Collected data entries:
»»

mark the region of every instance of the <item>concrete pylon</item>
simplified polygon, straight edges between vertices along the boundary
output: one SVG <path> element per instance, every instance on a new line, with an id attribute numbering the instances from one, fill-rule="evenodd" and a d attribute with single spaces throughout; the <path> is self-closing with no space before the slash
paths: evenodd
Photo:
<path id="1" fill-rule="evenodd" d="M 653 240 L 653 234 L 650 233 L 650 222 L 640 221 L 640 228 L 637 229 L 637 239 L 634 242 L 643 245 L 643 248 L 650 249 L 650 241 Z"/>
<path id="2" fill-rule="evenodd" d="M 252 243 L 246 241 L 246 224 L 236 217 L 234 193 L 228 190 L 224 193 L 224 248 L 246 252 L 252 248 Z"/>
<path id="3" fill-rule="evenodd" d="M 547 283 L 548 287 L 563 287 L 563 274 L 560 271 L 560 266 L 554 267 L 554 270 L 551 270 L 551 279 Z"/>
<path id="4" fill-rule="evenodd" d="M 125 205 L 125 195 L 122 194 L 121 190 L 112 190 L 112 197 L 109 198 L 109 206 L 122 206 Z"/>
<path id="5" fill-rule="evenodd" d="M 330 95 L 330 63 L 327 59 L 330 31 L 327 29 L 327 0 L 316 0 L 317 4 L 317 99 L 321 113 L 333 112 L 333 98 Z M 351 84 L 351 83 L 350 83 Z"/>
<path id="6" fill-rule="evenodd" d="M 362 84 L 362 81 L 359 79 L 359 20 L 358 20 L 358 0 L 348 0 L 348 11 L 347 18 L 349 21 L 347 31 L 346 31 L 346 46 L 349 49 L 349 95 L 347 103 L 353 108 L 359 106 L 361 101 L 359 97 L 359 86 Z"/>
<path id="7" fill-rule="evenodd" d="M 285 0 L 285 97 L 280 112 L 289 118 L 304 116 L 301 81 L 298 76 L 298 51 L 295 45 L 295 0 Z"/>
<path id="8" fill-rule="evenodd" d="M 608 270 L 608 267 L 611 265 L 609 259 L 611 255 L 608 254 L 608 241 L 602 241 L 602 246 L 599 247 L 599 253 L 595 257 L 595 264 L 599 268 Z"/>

««

• What needs to be done: Scan the data above for the word "instance", then copy every line that holds it.

• Solution:
mark the region of every instance of the <item>concrete pylon</item>
output: one SVG <path> element per instance, every instance on a new line, with an id attribute numbering the instances from one, fill-rule="evenodd" and a d attribute with single spaces throughout; the <path> is self-closing with no space before the slash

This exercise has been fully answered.